** PROVIDED MATERIAL follows **

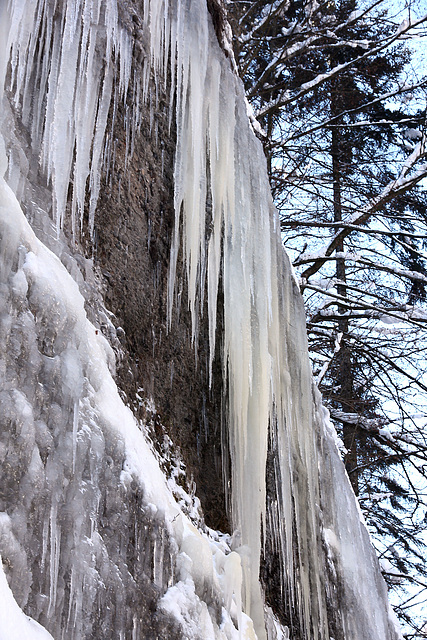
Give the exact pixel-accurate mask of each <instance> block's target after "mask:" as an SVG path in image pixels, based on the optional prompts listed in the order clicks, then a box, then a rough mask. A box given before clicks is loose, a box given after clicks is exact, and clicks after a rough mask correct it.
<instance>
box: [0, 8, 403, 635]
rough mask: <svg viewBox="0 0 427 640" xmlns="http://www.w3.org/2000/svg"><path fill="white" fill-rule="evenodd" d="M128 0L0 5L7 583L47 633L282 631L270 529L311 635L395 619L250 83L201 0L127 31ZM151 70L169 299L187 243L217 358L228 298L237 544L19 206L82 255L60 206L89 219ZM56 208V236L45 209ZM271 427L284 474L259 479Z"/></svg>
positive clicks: (147, 634) (292, 594)
mask: <svg viewBox="0 0 427 640" xmlns="http://www.w3.org/2000/svg"><path fill="white" fill-rule="evenodd" d="M121 4H122V3H120V2H119V3H118V4H116V2H115V0H111V1H107V0H105V1H104V0H65V1H64V2H63V3H62V4H61V5H58V6H57V5H56V3H54V2H51V1H50V0H19V1H17V2H9V4H8V5H7V8H6V5H5V4H4V3H3V5H2V7H1V9H2V11H3V13H2V15H1V21H0V25H1V27H0V28H1V29H2V30H3V32H2V34H1V35H2V40H1V42H2V43H3V46H4V49H3V51H1V52H0V91H3V86H4V87H5V95H4V96H3V97H2V106H3V112H2V119H1V131H2V134H3V136H4V138H5V143H6V145H5V147H6V150H7V157H6V153H5V150H4V148H3V147H4V145H3V142H2V140H3V138H0V142H1V145H2V147H1V148H0V168H1V169H2V174H3V173H5V178H6V182H5V181H4V180H3V179H2V178H1V185H0V189H1V193H0V211H1V215H0V224H1V230H0V231H1V238H2V240H1V275H2V283H1V287H2V288H1V289H0V293H1V296H2V298H1V302H2V317H1V319H2V325H1V330H2V343H1V344H2V349H3V351H2V353H1V357H2V360H1V363H2V368H1V370H0V371H1V375H2V376H3V381H2V382H3V384H2V391H1V396H0V404H1V416H2V419H3V421H4V425H5V427H6V425H7V428H8V431H6V428H5V429H4V433H11V434H12V435H13V437H12V436H10V437H9V436H8V435H6V440H5V441H2V446H3V448H2V450H1V451H2V456H3V459H4V461H5V466H4V468H5V474H6V482H5V484H4V489H3V493H2V496H1V498H2V502H1V507H0V508H1V509H2V510H3V511H4V512H5V515H4V517H3V520H1V521H0V525H1V526H2V530H1V532H2V534H1V538H0V540H1V548H0V552H2V553H3V557H4V558H6V559H7V562H8V563H9V564H8V565H7V566H9V570H8V578H9V580H10V584H11V587H12V590H13V591H14V594H15V597H16V598H17V600H18V602H19V604H20V605H21V606H22V607H24V608H25V610H26V611H28V612H29V613H30V614H31V616H32V617H34V618H36V619H37V620H39V621H40V622H41V623H42V624H43V625H44V626H45V627H46V628H47V629H48V630H49V631H50V633H51V634H52V635H53V637H54V638H55V639H59V638H67V639H68V638H73V639H74V638H75V639H76V640H77V639H80V638H89V637H104V636H105V633H106V629H108V630H109V632H111V630H113V632H112V633H113V635H112V636H111V637H113V636H114V637H117V638H119V637H132V639H133V640H137V639H138V638H148V637H157V636H158V634H163V636H162V637H169V638H173V637H174V635H175V636H176V637H186V638H193V637H194V638H196V637H203V638H211V637H212V638H234V637H240V638H243V637H248V638H250V637H254V634H255V632H256V634H257V637H258V639H259V640H262V639H263V638H266V637H269V638H279V637H280V634H282V637H287V636H286V634H287V631H286V630H285V629H284V627H280V625H279V623H278V622H277V620H274V617H273V615H272V613H271V611H269V610H268V609H266V608H265V606H264V599H263V592H262V587H261V583H260V579H259V573H260V560H261V555H262V549H263V540H262V534H263V535H264V537H265V536H266V535H268V536H270V537H271V541H270V547H271V549H274V551H275V553H276V554H277V558H278V559H279V560H280V562H281V566H282V569H281V588H282V589H283V592H284V593H285V595H284V596H283V598H282V600H283V602H285V603H286V606H287V611H288V613H287V615H288V617H289V616H291V615H294V616H295V617H296V619H297V621H298V622H297V624H296V626H297V627H299V629H300V632H299V633H300V636H301V637H303V638H313V639H317V638H319V639H322V640H323V639H327V638H329V637H331V636H333V637H334V638H335V640H338V638H352V639H354V640H357V639H359V638H360V639H361V640H368V638H369V640H386V639H387V640H389V639H393V638H396V637H398V631H396V630H395V628H394V624H393V621H392V619H391V618H390V616H389V609H388V605H387V596H386V589H385V585H384V583H383V582H382V579H381V577H380V574H379V570H378V567H377V561H376V559H375V557H374V554H373V551H372V549H371V547H370V543H369V539H368V535H367V532H366V529H365V528H364V525H363V523H361V521H360V517H359V512H358V509H357V506H356V502H355V499H354V496H353V495H352V493H351V489H350V486H349V484H348V482H347V479H346V478H345V474H344V471H343V467H342V464H341V462H340V460H339V456H338V452H337V451H336V448H335V446H334V441H333V434H331V433H330V427H329V424H328V420H327V417H326V416H325V415H324V412H323V410H322V408H321V404H320V401H319V399H318V397H317V396H316V391H315V390H313V388H312V380H311V373H310V369H309V364H308V358H307V345H306V337H305V320H304V313H303V309H302V306H301V300H300V297H299V294H298V291H297V286H296V284H295V282H294V279H293V275H292V272H291V268H290V265H289V262H288V260H287V258H286V256H285V255H284V254H283V251H282V248H281V243H280V236H279V229H278V224H277V219H276V214H275V211H274V207H273V205H272V201H271V195H270V192H269V186H268V181H267V176H266V171H265V160H264V157H263V153H262V148H261V145H260V144H259V142H258V141H257V139H256V138H255V136H254V135H253V132H252V129H251V126H250V124H249V121H248V117H247V113H246V106H245V100H244V95H243V89H242V86H241V84H240V82H239V80H238V79H237V78H236V76H235V74H234V73H233V69H232V66H231V64H230V60H229V59H227V58H226V57H225V56H224V54H223V52H222V51H221V49H220V47H219V45H218V42H217V39H216V36H215V33H214V30H213V27H212V25H211V21H210V16H209V14H208V11H207V8H206V5H205V2H204V1H203V0H173V1H170V2H168V1H167V0H145V2H144V9H143V15H142V16H141V18H142V29H141V30H140V32H139V33H137V34H136V35H135V33H131V32H130V27H129V26H126V25H125V22H126V21H125V20H124V18H123V19H120V17H119V16H120V11H122V12H125V11H126V10H127V8H126V4H125V3H123V7H122V6H121ZM137 45H138V47H139V49H138V47H137ZM141 50H142V52H143V54H144V55H141ZM141 58H142V59H141ZM150 73H151V76H150ZM150 78H151V79H150ZM168 78H169V79H170V80H169V83H168V80H167V79H168ZM164 87H166V89H167V91H169V94H170V99H169V103H170V120H171V125H172V119H173V118H175V126H174V129H176V149H175V160H174V163H175V164H174V166H175V170H174V209H175V226H174V230H173V237H172V241H171V256H170V270H169V283H168V312H169V323H170V326H171V321H172V318H173V317H174V314H175V313H176V309H177V307H178V301H177V299H178V297H179V292H178V291H177V287H176V283H177V278H178V275H179V269H180V266H179V265H180V260H179V257H180V255H181V254H182V256H183V265H184V269H185V272H186V281H187V284H188V304H189V308H190V311H191V318H192V337H193V341H194V343H195V345H197V339H198V334H199V329H200V326H201V324H202V323H203V322H208V325H209V330H208V333H209V348H210V361H209V365H210V367H211V368H212V364H213V360H214V354H215V350H216V339H217V333H218V327H217V318H218V315H219V313H220V314H221V315H222V317H223V335H222V336H221V346H222V354H221V359H222V367H223V379H224V388H225V389H226V393H225V405H226V424H227V429H228V442H229V451H224V457H226V456H227V455H228V454H229V455H230V459H231V477H230V478H225V482H226V483H227V484H228V481H230V483H231V487H232V493H231V518H232V523H233V528H234V531H233V534H234V535H233V538H232V540H233V542H232V546H233V550H231V549H230V547H229V546H228V545H227V544H226V543H221V542H220V540H219V539H218V538H217V537H216V536H214V535H213V534H212V533H211V534H209V533H206V532H205V534H204V535H202V534H201V533H200V532H199V531H198V530H197V528H195V527H194V525H193V524H191V523H190V522H189V521H188V519H187V518H186V517H185V516H184V515H183V514H182V512H181V510H180V507H179V505H177V503H176V502H175V500H174V499H173V497H172V496H171V494H170V492H169V491H168V489H167V487H166V484H165V481H164V477H163V475H162V472H161V470H160V468H159V465H158V463H157V462H156V460H155V459H154V456H153V454H152V452H151V451H150V449H149V447H148V445H147V443H146V441H145V439H144V436H143V434H142V432H141V431H140V429H139V428H138V424H137V423H136V421H135V419H134V418H133V416H132V414H131V412H130V410H129V409H128V408H126V407H125V406H124V405H123V403H122V401H121V399H120V396H119V394H118V391H117V388H116V386H115V384H114V382H113V379H112V376H111V372H113V371H114V354H113V352H112V350H111V347H110V346H109V345H108V343H107V341H106V339H105V338H104V337H103V336H102V335H101V334H100V333H99V331H98V329H97V328H95V326H93V325H92V324H91V323H90V322H89V321H88V319H87V316H86V311H85V306H84V304H85V301H84V299H83V297H82V295H81V292H80V291H79V286H78V285H80V286H81V288H83V284H82V282H81V279H82V276H81V274H80V272H79V271H78V269H73V268H70V267H69V270H70V271H71V272H72V273H73V274H74V280H73V279H72V277H71V275H70V274H69V273H67V271H66V269H65V268H64V266H63V264H61V262H60V260H59V259H58V258H57V257H55V256H54V255H53V254H52V253H51V252H50V251H49V250H48V249H47V248H46V247H45V246H44V245H43V244H42V243H41V242H40V240H38V239H37V238H36V236H35V235H34V233H33V231H32V230H31V229H30V227H29V224H28V222H27V221H26V220H25V218H24V215H23V213H22V210H21V207H20V202H21V203H22V204H23V205H25V207H26V210H27V215H28V217H29V218H30V219H31V218H34V220H35V226H36V228H37V229H38V232H39V235H41V236H43V237H44V239H45V241H46V242H48V243H49V246H50V248H52V249H54V250H55V251H56V252H57V254H58V255H59V256H62V260H63V261H64V262H68V264H74V263H73V259H74V258H73V249H72V247H71V246H67V243H66V240H65V237H64V236H63V234H62V232H61V228H62V225H63V223H64V220H65V219H66V217H67V216H68V215H69V216H70V217H71V219H72V229H73V235H74V237H78V233H79V227H80V228H84V227H85V225H86V224H87V226H88V228H89V231H90V233H91V234H92V236H93V234H94V230H95V229H96V206H97V202H98V198H99V194H100V185H101V176H102V175H103V172H106V173H108V172H110V171H114V169H115V160H114V158H115V139H114V127H115V126H118V119H119V112H120V113H121V114H124V115H123V117H124V123H123V125H121V126H123V127H124V128H125V132H126V145H125V146H126V150H125V153H124V156H125V157H124V161H123V165H124V168H125V169H128V168H129V166H130V163H131V162H136V160H132V153H133V150H134V143H135V140H136V139H137V137H138V133H139V126H140V122H141V117H140V116H141V113H140V110H141V111H143V110H145V109H148V108H150V109H152V110H153V112H152V120H153V121H154V120H155V109H156V108H157V106H158V97H159V94H160V92H161V90H163V88H164ZM0 96H1V94H0ZM120 117H122V116H120ZM17 122H19V125H20V127H22V129H23V130H24V132H25V133H24V134H23V133H22V131H20V130H18V129H17ZM171 128H172V126H171ZM24 139H26V140H27V141H28V144H27V146H25V144H24V143H23V140H24ZM6 183H7V184H6ZM67 203H68V208H67ZM50 209H52V217H53V219H54V221H55V225H56V238H55V239H54V238H52V237H49V236H50V234H49V233H48V232H46V228H48V226H49V224H48V217H47V212H48V211H49V210H50ZM85 216H87V222H86V221H85ZM88 268H89V267H88ZM79 274H80V275H79ZM220 290H221V292H222V294H223V304H222V306H221V307H220V308H219V307H218V300H219V292H220ZM205 303H206V304H205ZM86 305H87V301H86ZM205 309H207V315H208V317H207V319H206V318H205V317H204V312H205ZM92 312H93V313H94V314H95V315H96V313H95V311H94V310H93V309H92ZM269 441H270V449H271V451H272V452H273V458H274V463H273V464H274V474H275V487H274V495H267V491H266V467H267V452H268V447H269ZM227 446H228V445H227ZM6 454H7V455H6ZM12 468H13V469H18V470H19V471H17V472H15V471H13V473H12V471H11V469H12ZM13 474H15V476H16V477H15V476H14V477H15V480H16V483H15V485H14V484H13V483H12V481H11V477H12V476H13ZM337 486H338V487H339V493H337V492H336V491H335V490H334V487H337ZM362 559H363V560H362ZM337 585H339V586H337ZM252 621H253V623H252ZM254 629H255V631H254ZM0 633H1V631H0ZM150 634H151V635H150ZM156 634H157V636H156ZM158 637H160V636H158Z"/></svg>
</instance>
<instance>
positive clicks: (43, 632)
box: [0, 558, 53, 640]
mask: <svg viewBox="0 0 427 640" xmlns="http://www.w3.org/2000/svg"><path fill="white" fill-rule="evenodd" d="M0 602H1V607H0V640H53V638H52V636H51V635H50V633H48V632H47V631H46V629H44V627H42V626H41V625H40V624H39V623H38V622H36V621H35V620H33V619H32V618H30V617H29V616H26V615H25V614H24V612H23V611H22V610H21V609H20V608H19V606H18V604H17V603H16V600H15V598H14V597H13V594H12V591H11V590H10V587H9V585H8V583H7V580H6V575H5V573H4V570H3V563H2V561H1V558H0Z"/></svg>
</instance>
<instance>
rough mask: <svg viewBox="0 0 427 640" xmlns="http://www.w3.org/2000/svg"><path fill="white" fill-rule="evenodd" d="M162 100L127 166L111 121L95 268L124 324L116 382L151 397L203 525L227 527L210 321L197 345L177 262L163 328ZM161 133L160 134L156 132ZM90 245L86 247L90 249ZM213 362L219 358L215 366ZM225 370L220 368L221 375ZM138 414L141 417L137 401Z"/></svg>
mask: <svg viewBox="0 0 427 640" xmlns="http://www.w3.org/2000/svg"><path fill="white" fill-rule="evenodd" d="M167 112H168V106H167V103H166V101H161V102H160V104H159V108H158V109H156V113H155V126H154V127H153V130H158V134H157V136H156V135H155V134H154V133H153V131H152V132H150V127H149V113H148V107H147V109H146V111H145V112H144V119H143V123H142V127H141V131H140V133H139V135H138V136H137V140H136V144H135V152H134V155H133V158H132V160H131V162H130V164H129V165H128V167H127V169H125V168H124V156H125V132H124V128H123V126H122V123H123V113H119V114H118V116H117V120H116V123H115V129H114V131H115V135H116V136H117V148H116V164H115V168H114V170H113V171H112V172H111V176H110V178H109V180H108V183H107V182H106V180H105V178H104V181H103V186H102V190H101V197H100V200H99V203H98V209H97V212H96V218H95V248H94V258H95V265H96V266H97V267H98V268H99V270H100V272H101V274H102V276H103V280H104V283H105V302H106V305H107V308H109V309H110V310H111V311H112V312H113V313H114V314H115V316H116V318H117V321H118V323H119V325H120V326H121V327H122V329H123V330H124V334H123V333H122V332H120V331H119V335H120V334H121V342H122V345H123V347H124V351H125V356H124V358H123V360H122V363H121V366H120V368H119V370H118V383H119V386H120V387H121V388H122V389H123V391H124V392H125V393H126V395H127V399H128V401H129V402H130V404H132V406H133V407H134V406H135V403H134V400H135V394H136V393H137V392H138V390H139V389H143V392H141V391H139V393H140V395H142V396H144V397H152V398H153V400H154V402H155V406H156V410H157V413H158V419H157V420H156V424H157V423H158V425H159V429H158V430H157V433H156V437H157V439H158V444H159V445H161V444H162V439H163V433H162V429H161V428H160V425H163V426H164V427H165V429H166V431H167V433H168V434H169V435H170V437H171V438H172V440H173V442H174V443H175V444H176V445H177V446H178V447H179V448H180V450H181V454H182V457H183V459H184V462H185V463H186V465H187V473H188V476H189V477H190V478H191V477H193V478H194V481H195V482H196V486H197V491H196V493H197V495H198V497H199V498H200V500H201V502H202V507H203V510H204V514H205V519H206V522H207V524H208V525H209V526H211V527H213V528H220V529H222V530H227V528H228V520H227V517H226V513H225V497H224V490H223V479H222V462H221V413H222V408H221V405H222V393H221V384H222V383H221V382H220V381H221V375H218V376H214V382H213V385H212V388H211V389H210V390H209V384H208V372H207V355H208V341H207V326H206V325H207V323H206V322H201V323H200V327H201V328H200V334H199V340H198V345H192V343H191V320H190V314H189V312H188V309H187V302H186V301H187V294H186V291H185V277H183V276H182V269H181V267H180V265H179V267H178V278H177V287H176V290H177V291H178V292H182V295H180V296H179V297H180V298H181V304H180V305H179V304H178V303H177V304H176V307H175V309H174V315H173V321H172V328H171V331H168V328H167V280H168V269H169V255H170V239H171V235H172V231H173V221H174V211H173V152H174V140H173V134H172V135H171V134H170V133H169V131H168V116H167ZM156 138H157V139H156ZM89 251H90V249H89ZM216 366H217V367H218V364H217V365H216ZM219 373H221V372H219ZM140 417H141V418H144V409H143V407H142V408H141V410H140Z"/></svg>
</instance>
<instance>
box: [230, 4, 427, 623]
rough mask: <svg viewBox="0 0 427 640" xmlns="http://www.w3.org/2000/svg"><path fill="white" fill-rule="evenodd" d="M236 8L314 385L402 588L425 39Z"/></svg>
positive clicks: (409, 28) (416, 506)
mask: <svg viewBox="0 0 427 640" xmlns="http://www.w3.org/2000/svg"><path fill="white" fill-rule="evenodd" d="M377 4H378V3H377ZM380 4H381V3H380ZM229 8H230V9H231V10H232V21H233V23H234V25H233V26H234V29H235V30H237V33H238V35H239V38H238V40H237V44H236V57H237V59H238V62H239V64H240V70H241V73H242V77H243V80H244V83H245V88H246V91H247V95H248V97H249V99H250V101H251V103H252V106H253V107H254V109H255V112H256V114H257V117H258V119H259V121H260V123H261V125H262V127H263V129H264V132H265V135H264V138H263V143H264V148H265V152H266V156H267V161H268V169H269V172H270V178H271V184H272V189H273V194H274V196H275V200H276V204H277V206H278V208H279V211H280V213H281V217H282V224H283V229H284V242H285V245H286V247H287V248H288V249H289V250H290V251H291V253H292V254H293V256H294V264H295V266H296V267H297V269H298V270H299V273H300V276H301V288H302V290H303V292H304V295H305V300H306V305H307V313H308V323H307V327H308V332H309V344H310V349H311V354H312V357H313V365H314V371H315V375H316V378H317V381H318V384H319V386H320V389H321V391H322V393H323V397H324V401H325V402H326V404H327V406H328V407H329V409H330V412H331V417H332V418H333V420H334V422H335V424H336V426H337V427H338V429H339V431H340V433H341V435H342V438H343V444H344V451H345V453H344V460H345V464H346V468H347V471H348V474H349V477H350V480H351V482H352V485H353V488H354V490H355V493H356V494H358V495H359V499H360V502H361V506H362V508H363V509H364V511H365V513H366V515H367V520H368V524H369V526H370V529H371V533H372V534H373V536H374V537H375V539H376V544H377V548H378V550H379V552H380V554H381V556H382V559H383V561H384V567H385V576H386V579H387V580H388V581H389V584H390V585H391V586H396V585H400V584H401V582H402V579H403V578H402V576H407V575H408V574H409V572H410V571H411V570H412V578H411V579H412V580H413V581H416V580H418V579H419V577H420V576H422V573H423V571H424V568H423V564H422V563H421V562H420V559H421V558H422V551H420V546H421V536H420V532H421V530H422V526H423V522H422V520H423V517H424V515H425V502H424V499H423V497H422V496H421V495H420V492H419V490H418V488H417V487H418V484H419V479H420V478H421V477H422V475H423V474H424V467H423V465H424V463H425V462H426V444H427V443H426V441H425V438H424V436H423V434H422V432H421V431H420V428H419V423H418V422H417V420H416V419H414V418H412V414H413V413H414V411H413V406H411V401H412V403H413V405H416V404H417V402H419V398H420V396H419V394H420V393H422V394H425V393H426V392H427V388H426V387H425V386H424V384H423V382H422V379H421V373H422V370H423V367H424V356H423V354H422V352H421V348H422V341H423V340H424V341H425V330H424V327H425V324H424V323H425V322H426V319H427V312H426V311H424V308H425V286H426V282H427V271H426V262H425V254H424V249H425V246H424V245H425V237H426V236H427V218H426V210H427V207H426V205H427V198H426V194H425V191H423V190H422V188H420V187H419V186H418V185H419V183H420V180H421V178H422V177H424V176H425V175H426V174H427V167H426V165H425V164H424V163H423V158H424V156H425V150H424V143H425V115H426V112H425V103H424V104H422V103H421V102H420V99H421V98H422V97H423V91H424V89H425V87H426V79H425V78H423V79H421V80H419V81H413V82H412V86H411V87H410V86H409V83H406V84H404V82H403V80H402V78H403V77H404V75H405V73H407V69H408V64H409V62H410V58H411V56H410V53H409V50H408V49H407V48H405V47H403V46H402V45H401V41H402V38H406V37H409V34H410V33H411V29H412V28H413V27H412V26H411V25H410V24H409V21H408V24H407V23H405V22H402V23H401V24H400V26H399V25H398V24H396V23H394V22H393V21H389V20H388V18H387V15H386V13H385V12H381V11H376V12H375V13H372V12H371V11H369V10H365V11H364V10H363V8H362V10H360V7H358V6H357V5H356V3H355V2H353V1H343V2H336V3H333V2H328V3H325V4H322V5H319V4H317V3H316V2H292V3H287V2H282V1H276V2H269V1H264V2H238V3H237V2H236V3H233V2H230V3H229ZM413 22H415V23H416V20H415V21H413ZM421 23H422V22H420V24H421ZM415 28H416V24H415ZM409 97H410V99H409ZM319 249H323V251H322V250H321V251H319ZM411 396H412V397H411ZM424 397H425V396H424ZM393 411H395V412H397V415H396V416H394V415H393ZM390 567H392V569H390ZM414 576H415V577H414ZM417 576H418V577H417ZM400 612H401V614H402V616H403V618H404V619H405V616H406V621H407V622H408V619H409V618H410V617H409V618H408V616H407V614H406V613H405V612H406V609H401V610H400ZM414 624H415V625H416V624H417V623H416V621H415V622H414Z"/></svg>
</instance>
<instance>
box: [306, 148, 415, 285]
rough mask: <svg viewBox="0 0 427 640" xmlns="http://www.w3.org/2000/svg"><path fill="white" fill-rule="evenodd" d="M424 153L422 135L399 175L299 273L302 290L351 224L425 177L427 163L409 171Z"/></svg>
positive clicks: (326, 259)
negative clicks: (318, 256) (346, 226)
mask: <svg viewBox="0 0 427 640" xmlns="http://www.w3.org/2000/svg"><path fill="white" fill-rule="evenodd" d="M425 155H426V151H425V137H424V138H423V140H421V141H420V142H418V143H417V145H416V146H415V149H414V151H413V152H412V153H411V154H410V155H409V156H408V157H407V159H406V160H405V162H404V163H403V166H402V169H401V172H400V175H399V177H398V178H396V179H395V180H391V181H390V182H389V183H388V185H387V186H386V187H385V188H384V189H383V191H382V192H381V193H380V194H379V195H378V196H376V197H375V198H372V199H371V200H370V201H369V202H368V204H366V205H365V206H364V207H362V208H361V209H360V210H359V211H357V212H355V213H354V214H353V215H352V216H350V218H349V219H348V220H346V224H347V225H350V226H349V227H345V228H343V229H341V230H340V231H339V232H338V233H336V234H335V235H334V236H333V238H332V239H331V240H330V242H329V243H328V245H327V246H326V247H324V248H323V250H322V253H323V255H321V252H319V253H318V255H319V257H318V258H316V259H315V260H314V261H313V263H312V264H311V265H310V267H308V269H306V270H305V271H304V272H303V273H302V274H301V282H302V286H301V289H302V290H304V288H305V286H307V285H306V283H307V280H308V278H310V277H311V276H312V275H313V274H315V273H317V271H319V269H320V268H321V267H322V266H323V265H324V264H325V262H326V261H327V259H328V258H329V257H330V256H331V255H332V254H333V253H334V251H335V250H336V249H338V248H339V247H340V246H341V245H342V242H343V241H344V239H345V238H346V237H347V236H348V235H349V234H350V233H351V232H352V228H351V226H363V225H365V224H366V223H367V221H368V220H369V218H370V217H371V216H372V215H373V214H374V213H375V212H376V211H378V210H379V209H381V208H382V207H383V206H384V205H385V204H387V203H388V202H390V201H391V200H393V199H394V198H395V197H397V196H399V195H401V194H403V193H405V192H406V191H408V190H409V189H411V188H412V187H413V186H414V185H416V184H417V183H418V182H420V181H421V180H422V179H423V178H425V177H427V163H423V164H422V165H420V166H419V167H418V169H417V170H416V171H414V172H413V173H410V170H411V169H412V168H413V167H414V166H415V164H416V163H417V162H418V161H419V160H421V159H423V158H424V157H425Z"/></svg>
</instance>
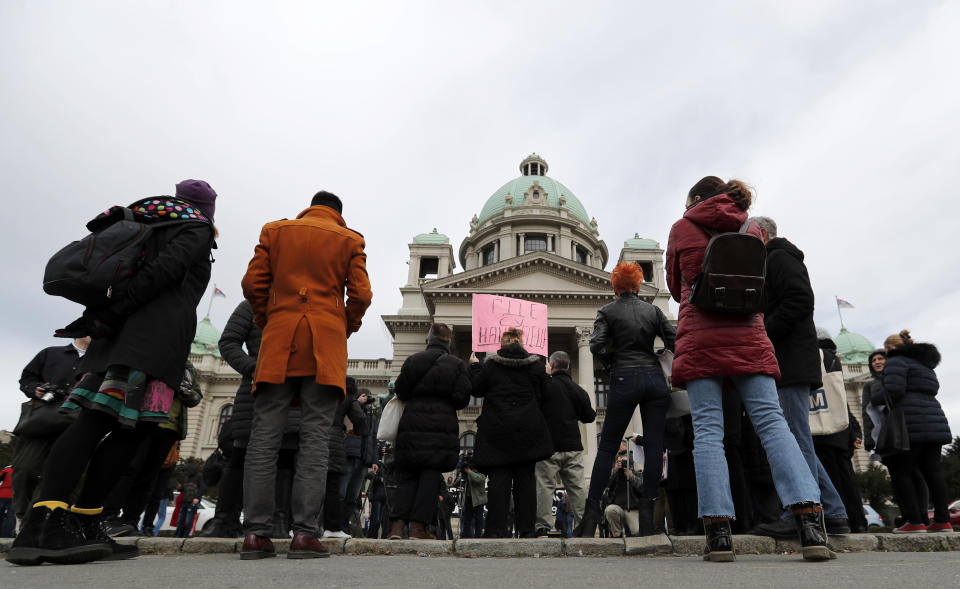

** End of PROVIDED MATERIAL **

### [TASK DIRECTIONS]
Gather up, from the records above, each line where the word "clicks" appears.

### [SOLUTION TO THIS PROBLEM]
Give the exact pixel-accurate mask of each <instance> block's target after "mask:" as an SVG path in image pixels, based on the optional prompts listed in the order clicks, then a box, then a rough mask. A box given before clicks is loose, a box given after clicks is exact, and clicks after a rough mask correct it.
positive clicks: (147, 634) (292, 594)
positive clicks: (43, 632)
positive clicks: (409, 28) (416, 506)
positive clicks: (326, 259)
negative clicks: (318, 256) (346, 226)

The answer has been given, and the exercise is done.